### DO THIS
How many of the rows below contain the word "Mark"? Reply with the number alone.

::::

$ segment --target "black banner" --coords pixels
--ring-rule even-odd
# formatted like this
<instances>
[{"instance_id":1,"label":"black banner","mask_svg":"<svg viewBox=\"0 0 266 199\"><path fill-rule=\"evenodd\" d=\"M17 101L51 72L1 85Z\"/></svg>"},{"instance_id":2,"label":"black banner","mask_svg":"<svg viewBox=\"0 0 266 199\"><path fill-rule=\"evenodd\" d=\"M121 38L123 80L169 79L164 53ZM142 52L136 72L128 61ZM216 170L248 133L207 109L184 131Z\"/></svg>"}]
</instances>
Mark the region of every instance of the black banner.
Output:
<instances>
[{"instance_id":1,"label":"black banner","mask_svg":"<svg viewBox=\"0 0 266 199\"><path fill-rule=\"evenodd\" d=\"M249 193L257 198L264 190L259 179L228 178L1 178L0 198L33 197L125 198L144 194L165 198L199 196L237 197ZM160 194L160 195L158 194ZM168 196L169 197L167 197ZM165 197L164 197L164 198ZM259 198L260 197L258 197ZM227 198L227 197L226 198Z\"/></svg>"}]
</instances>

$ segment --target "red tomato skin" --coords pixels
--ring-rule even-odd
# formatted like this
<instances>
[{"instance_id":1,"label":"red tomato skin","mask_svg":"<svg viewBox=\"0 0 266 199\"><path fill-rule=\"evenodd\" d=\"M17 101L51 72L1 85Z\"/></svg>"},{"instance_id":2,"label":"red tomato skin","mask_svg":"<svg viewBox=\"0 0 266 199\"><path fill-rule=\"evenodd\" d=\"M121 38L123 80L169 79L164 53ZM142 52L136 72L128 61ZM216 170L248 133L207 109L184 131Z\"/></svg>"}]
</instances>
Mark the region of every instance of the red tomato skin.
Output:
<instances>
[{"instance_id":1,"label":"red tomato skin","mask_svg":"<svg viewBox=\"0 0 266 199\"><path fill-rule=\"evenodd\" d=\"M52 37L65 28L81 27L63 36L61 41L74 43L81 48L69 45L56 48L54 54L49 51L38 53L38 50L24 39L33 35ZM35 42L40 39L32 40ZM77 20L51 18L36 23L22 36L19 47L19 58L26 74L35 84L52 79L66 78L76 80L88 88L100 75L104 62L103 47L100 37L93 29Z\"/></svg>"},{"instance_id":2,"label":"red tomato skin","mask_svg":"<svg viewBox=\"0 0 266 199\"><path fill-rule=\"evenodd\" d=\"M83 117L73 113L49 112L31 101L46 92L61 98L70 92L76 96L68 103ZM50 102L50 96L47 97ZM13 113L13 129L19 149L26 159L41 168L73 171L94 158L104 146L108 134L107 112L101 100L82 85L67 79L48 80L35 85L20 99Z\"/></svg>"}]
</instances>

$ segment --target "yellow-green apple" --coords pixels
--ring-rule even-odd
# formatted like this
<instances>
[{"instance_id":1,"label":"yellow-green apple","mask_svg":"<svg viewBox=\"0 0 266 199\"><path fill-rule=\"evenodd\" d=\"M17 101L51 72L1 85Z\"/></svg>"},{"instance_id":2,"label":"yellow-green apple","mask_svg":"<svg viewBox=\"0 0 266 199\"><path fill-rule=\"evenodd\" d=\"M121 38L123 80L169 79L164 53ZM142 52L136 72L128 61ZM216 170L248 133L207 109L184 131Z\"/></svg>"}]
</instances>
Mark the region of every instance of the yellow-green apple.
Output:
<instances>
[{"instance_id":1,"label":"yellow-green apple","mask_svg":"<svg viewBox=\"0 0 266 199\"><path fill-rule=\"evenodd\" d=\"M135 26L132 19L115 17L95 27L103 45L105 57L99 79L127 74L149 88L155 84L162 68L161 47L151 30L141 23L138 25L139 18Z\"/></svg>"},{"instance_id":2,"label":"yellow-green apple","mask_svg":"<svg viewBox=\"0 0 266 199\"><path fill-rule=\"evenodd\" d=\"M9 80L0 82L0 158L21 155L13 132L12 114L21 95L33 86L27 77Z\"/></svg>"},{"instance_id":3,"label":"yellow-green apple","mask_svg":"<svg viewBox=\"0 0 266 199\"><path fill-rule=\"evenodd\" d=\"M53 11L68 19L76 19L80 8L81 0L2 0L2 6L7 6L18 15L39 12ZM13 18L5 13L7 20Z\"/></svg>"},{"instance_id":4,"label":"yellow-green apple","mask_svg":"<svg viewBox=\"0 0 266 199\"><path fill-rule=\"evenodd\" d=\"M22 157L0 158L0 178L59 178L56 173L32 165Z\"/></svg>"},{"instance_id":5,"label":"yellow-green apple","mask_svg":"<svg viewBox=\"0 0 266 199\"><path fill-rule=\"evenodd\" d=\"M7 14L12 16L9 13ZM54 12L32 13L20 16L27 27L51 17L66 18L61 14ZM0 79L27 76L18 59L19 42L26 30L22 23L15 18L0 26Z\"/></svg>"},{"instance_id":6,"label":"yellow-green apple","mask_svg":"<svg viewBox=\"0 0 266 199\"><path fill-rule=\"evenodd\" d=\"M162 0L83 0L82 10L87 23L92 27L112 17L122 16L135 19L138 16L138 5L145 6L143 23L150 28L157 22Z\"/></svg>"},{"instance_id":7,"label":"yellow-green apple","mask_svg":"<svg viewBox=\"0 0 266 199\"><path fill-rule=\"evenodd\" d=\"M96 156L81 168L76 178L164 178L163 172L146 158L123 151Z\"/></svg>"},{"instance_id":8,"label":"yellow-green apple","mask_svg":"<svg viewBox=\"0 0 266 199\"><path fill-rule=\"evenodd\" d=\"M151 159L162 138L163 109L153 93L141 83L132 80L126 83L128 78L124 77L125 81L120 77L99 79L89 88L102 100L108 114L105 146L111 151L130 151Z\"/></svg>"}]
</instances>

::::

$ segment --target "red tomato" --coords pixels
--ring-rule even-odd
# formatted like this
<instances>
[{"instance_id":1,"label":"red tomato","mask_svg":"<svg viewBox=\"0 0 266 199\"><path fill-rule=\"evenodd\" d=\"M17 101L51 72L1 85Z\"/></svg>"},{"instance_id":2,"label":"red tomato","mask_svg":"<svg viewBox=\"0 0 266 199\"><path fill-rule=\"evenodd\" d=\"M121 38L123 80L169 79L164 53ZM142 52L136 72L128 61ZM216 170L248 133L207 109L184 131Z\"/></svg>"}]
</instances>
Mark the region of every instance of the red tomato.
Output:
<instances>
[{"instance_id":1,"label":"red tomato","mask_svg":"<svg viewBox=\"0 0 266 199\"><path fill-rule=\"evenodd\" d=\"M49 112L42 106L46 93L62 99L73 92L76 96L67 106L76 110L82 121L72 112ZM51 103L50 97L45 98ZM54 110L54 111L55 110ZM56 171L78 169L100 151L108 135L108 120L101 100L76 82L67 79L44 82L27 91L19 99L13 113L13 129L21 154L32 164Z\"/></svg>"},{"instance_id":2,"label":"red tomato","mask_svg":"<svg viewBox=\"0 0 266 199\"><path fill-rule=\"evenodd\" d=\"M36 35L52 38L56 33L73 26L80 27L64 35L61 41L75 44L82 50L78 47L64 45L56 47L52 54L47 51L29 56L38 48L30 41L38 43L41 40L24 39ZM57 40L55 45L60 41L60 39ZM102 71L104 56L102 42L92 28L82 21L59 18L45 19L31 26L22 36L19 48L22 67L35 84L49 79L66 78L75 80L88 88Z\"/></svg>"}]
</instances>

::::

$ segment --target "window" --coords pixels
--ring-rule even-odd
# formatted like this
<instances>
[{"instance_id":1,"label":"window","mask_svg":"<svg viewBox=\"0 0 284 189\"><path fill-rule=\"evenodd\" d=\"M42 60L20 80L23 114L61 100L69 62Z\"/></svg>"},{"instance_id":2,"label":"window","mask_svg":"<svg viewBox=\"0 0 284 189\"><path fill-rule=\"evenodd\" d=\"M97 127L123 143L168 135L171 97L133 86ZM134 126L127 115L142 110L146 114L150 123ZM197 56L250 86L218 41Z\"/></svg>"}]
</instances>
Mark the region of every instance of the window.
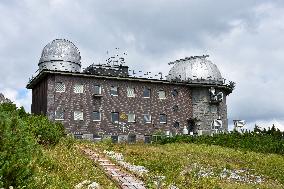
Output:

::::

### THE ANSWER
5